■ Given exercise
State how many of the lines below contain the word "steel". Give only the number.

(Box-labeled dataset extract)
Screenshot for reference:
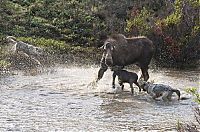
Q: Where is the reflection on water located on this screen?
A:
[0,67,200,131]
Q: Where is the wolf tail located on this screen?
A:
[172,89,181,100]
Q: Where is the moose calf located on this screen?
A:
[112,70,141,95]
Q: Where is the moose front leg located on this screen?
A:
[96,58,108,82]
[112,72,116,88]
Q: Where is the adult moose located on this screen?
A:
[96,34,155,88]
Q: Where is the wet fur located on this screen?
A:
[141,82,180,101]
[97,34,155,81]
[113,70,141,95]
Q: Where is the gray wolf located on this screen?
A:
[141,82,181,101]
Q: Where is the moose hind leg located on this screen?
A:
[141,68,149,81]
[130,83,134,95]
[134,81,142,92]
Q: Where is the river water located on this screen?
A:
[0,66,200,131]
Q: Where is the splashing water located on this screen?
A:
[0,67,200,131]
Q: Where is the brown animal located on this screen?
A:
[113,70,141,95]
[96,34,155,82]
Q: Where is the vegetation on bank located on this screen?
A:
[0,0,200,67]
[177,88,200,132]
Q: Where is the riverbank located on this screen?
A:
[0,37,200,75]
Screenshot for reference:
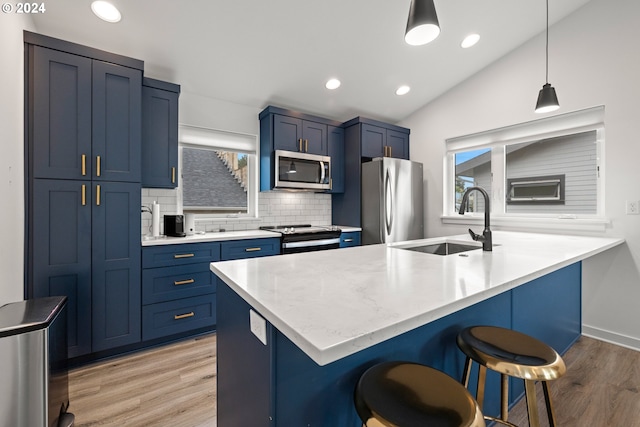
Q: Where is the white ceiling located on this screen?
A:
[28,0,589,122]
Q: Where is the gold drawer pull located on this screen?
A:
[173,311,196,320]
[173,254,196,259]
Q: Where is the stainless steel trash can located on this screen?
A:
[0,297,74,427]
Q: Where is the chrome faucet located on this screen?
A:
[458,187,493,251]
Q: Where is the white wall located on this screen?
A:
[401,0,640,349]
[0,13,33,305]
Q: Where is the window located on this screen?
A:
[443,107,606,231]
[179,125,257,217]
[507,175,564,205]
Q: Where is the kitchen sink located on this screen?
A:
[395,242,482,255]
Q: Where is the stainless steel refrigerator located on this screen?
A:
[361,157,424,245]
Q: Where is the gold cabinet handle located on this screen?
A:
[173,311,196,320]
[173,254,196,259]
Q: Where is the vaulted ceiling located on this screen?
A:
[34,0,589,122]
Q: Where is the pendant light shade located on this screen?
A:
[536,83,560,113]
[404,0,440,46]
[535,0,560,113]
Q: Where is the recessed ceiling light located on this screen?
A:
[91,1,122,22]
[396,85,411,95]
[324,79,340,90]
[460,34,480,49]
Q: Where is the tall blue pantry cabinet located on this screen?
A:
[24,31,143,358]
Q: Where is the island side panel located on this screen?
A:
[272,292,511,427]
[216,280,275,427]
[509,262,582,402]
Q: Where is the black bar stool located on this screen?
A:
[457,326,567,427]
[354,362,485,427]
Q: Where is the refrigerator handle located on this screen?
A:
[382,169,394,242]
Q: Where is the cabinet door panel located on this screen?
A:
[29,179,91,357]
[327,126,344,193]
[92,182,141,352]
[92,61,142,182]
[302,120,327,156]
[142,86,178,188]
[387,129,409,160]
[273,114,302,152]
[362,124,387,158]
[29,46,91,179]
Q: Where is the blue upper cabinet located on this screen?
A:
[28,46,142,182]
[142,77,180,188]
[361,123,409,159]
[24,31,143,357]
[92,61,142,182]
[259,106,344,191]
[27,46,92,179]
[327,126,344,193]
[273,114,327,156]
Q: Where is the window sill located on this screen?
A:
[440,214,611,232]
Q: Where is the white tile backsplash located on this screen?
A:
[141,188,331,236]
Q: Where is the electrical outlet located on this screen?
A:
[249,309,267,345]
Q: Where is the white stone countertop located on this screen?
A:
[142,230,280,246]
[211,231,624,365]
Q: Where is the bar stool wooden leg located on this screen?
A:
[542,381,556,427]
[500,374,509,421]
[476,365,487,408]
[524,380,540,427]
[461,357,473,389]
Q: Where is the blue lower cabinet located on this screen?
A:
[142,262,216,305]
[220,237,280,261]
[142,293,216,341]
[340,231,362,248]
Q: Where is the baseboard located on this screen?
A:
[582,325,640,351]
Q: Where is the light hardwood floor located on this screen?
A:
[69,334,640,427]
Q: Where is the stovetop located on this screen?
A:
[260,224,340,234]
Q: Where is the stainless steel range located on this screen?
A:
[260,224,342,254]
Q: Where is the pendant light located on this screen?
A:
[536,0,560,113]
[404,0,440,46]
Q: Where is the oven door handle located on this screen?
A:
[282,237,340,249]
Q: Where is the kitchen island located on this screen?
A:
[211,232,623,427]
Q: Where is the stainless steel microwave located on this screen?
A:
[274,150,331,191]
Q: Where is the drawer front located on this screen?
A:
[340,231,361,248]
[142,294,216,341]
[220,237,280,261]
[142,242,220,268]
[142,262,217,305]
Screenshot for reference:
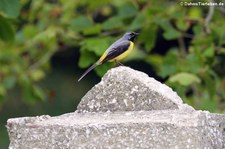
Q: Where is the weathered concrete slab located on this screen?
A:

■ Exercise answer
4